Provided entries
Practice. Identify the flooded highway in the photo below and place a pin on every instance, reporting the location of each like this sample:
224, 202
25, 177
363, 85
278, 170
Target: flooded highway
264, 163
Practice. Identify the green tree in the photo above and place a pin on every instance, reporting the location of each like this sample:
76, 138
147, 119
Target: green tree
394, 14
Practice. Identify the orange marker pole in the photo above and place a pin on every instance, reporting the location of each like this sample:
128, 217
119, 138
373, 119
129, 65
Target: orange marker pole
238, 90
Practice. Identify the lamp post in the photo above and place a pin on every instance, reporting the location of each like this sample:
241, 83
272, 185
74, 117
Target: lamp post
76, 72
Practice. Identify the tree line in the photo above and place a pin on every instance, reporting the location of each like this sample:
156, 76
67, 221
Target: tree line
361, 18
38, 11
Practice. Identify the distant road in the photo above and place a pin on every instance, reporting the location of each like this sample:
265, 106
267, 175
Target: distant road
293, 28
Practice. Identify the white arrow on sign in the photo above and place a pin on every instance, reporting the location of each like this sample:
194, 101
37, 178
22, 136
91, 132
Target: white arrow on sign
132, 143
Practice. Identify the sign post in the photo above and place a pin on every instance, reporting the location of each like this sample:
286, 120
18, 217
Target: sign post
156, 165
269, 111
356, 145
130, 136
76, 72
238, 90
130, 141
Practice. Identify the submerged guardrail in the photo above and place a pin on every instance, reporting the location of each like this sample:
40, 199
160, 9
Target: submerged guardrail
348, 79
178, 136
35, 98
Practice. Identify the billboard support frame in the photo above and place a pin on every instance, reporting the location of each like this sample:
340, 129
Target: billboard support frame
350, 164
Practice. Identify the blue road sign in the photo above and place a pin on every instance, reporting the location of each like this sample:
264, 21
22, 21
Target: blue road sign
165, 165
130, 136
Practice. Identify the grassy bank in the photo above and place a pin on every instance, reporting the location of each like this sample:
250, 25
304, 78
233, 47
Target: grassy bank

Task description
Transcribe exactly the line containing "Practice. Identify the billboard" and all remaining lines of the material, ending with the last one.

Output for this task
Practice. Identify the billboard support frame in the photo above and place a pin on every instance, reporting the location of each like this sample:
340, 129
Target: billboard support frame
350, 164
Practice. Identify the blue road sign in the photo above and place a pin on every instance, reporting the location of each like this sample:
264, 21
22, 21
Target: blue road sign
165, 165
130, 136
Practice. Identify the grassy bank in the photo above and place a pin on every instance, reporting the location of each like this sample:
250, 25
304, 78
233, 47
Target: grassy bank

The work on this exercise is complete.